Here are some records. Print all of them exactly.

--- Source material ---

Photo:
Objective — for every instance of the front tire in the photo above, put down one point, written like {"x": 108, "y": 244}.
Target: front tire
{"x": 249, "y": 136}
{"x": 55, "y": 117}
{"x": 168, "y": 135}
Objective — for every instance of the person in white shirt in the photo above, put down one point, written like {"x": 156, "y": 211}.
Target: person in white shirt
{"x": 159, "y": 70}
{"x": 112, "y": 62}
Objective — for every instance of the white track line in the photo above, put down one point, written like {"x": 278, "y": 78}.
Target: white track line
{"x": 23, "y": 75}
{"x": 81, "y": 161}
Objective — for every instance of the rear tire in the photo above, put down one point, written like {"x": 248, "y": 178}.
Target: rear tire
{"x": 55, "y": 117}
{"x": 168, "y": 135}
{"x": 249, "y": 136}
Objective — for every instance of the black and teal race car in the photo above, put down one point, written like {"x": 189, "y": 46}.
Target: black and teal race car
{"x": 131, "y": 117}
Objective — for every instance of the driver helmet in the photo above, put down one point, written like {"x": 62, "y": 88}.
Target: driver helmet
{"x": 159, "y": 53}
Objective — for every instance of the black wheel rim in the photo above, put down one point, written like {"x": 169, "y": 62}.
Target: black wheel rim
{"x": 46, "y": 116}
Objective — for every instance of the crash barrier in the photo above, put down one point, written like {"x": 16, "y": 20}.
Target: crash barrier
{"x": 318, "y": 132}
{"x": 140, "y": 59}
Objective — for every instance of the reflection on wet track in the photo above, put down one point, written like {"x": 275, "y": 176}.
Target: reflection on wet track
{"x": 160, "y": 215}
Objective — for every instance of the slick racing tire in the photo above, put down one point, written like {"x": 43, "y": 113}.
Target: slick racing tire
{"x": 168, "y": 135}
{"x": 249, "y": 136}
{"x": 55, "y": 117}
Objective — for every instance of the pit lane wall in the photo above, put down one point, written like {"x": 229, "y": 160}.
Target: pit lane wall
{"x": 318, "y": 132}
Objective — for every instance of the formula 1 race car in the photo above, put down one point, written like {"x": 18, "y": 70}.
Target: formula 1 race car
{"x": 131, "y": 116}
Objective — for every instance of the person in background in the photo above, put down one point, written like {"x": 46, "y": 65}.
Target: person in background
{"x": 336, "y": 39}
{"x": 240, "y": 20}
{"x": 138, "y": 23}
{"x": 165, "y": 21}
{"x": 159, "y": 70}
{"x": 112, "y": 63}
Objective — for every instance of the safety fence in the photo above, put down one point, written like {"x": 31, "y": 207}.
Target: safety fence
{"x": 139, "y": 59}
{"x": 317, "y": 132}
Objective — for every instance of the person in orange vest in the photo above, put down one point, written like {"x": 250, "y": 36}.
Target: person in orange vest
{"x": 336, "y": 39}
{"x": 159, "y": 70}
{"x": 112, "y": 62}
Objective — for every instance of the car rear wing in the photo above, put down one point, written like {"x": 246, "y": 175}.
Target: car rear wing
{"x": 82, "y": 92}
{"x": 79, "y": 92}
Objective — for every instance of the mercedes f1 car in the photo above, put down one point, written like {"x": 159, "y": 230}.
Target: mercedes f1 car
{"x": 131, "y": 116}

---

● Answer section:
Photo:
Objective — for every instance of the front tire in the photo above, put down one point, written like {"x": 108, "y": 244}.
Target: front tire
{"x": 249, "y": 136}
{"x": 55, "y": 117}
{"x": 168, "y": 135}
Objective — for every instance of the person in white shirt in the photo above, put down one point, written like {"x": 156, "y": 211}.
Target: person in white shirt
{"x": 159, "y": 70}
{"x": 112, "y": 62}
Objective — for every instance of the white track line in the photo above, put down one point, written like {"x": 278, "y": 78}.
Target: white track line
{"x": 23, "y": 75}
{"x": 81, "y": 161}
Objective — for every instance of the rear tire in the photo above, put down one point, written like {"x": 248, "y": 178}.
Target: rear tire
{"x": 55, "y": 117}
{"x": 168, "y": 135}
{"x": 249, "y": 136}
Objective — for every instance of the black and teal race car in the photo above, put down one point, written like {"x": 189, "y": 46}.
Target: black and teal race car
{"x": 131, "y": 117}
Objective — for every instance of the driver helmet in the photo above, put down one point, written like {"x": 62, "y": 88}.
Target: driver helmet
{"x": 159, "y": 53}
Objective — for every instance of the black wheel rim in the photo above, put down one point, written like {"x": 169, "y": 62}.
Target: black wheel rim
{"x": 46, "y": 116}
Objective — for every instance of the crash barrier in the photo above, put down one point, written like {"x": 16, "y": 20}.
Target: crash barrier
{"x": 318, "y": 132}
{"x": 140, "y": 59}
Objective — for every instance of the reflection on wet track in the photo above, put down one point, written like {"x": 275, "y": 176}.
Target: reflection on wet track
{"x": 160, "y": 215}
Objective — for every instance of the slick racing tire in the photo above, put down one point, written like {"x": 43, "y": 113}.
Target: slick racing tire
{"x": 168, "y": 135}
{"x": 249, "y": 136}
{"x": 55, "y": 117}
Objective — for every instance of the pit lane wall in the photo above, put down one point, written like {"x": 229, "y": 160}.
Target: pit lane wall
{"x": 318, "y": 132}
Objective — for every instance of the formula 1 race car in the photo above, put down one point, written like {"x": 18, "y": 70}.
Target: formula 1 race car
{"x": 131, "y": 116}
Objective — for every instance of the person in background in the photo above, put down one point, written like {"x": 46, "y": 65}.
Target: person in background
{"x": 336, "y": 39}
{"x": 240, "y": 20}
{"x": 138, "y": 23}
{"x": 165, "y": 21}
{"x": 159, "y": 70}
{"x": 112, "y": 63}
Objective — for every instance of the safety fence in the photo above, put down one point, written like {"x": 31, "y": 207}.
Target: safety fence
{"x": 139, "y": 59}
{"x": 317, "y": 132}
Objective — for every instance of the person in orange vest in the photo above, put down one point, written like {"x": 250, "y": 36}.
Target: person in orange vest
{"x": 336, "y": 39}
{"x": 159, "y": 70}
{"x": 112, "y": 62}
Objective — for every instance of the car rear wing in the photo above, put down one point, written like {"x": 246, "y": 175}.
Target: car rear wing
{"x": 82, "y": 92}
{"x": 79, "y": 92}
Objective — for every instance of the mercedes f1 car in the photo above, put down one point, written like {"x": 159, "y": 230}.
Target: mercedes f1 car
{"x": 131, "y": 116}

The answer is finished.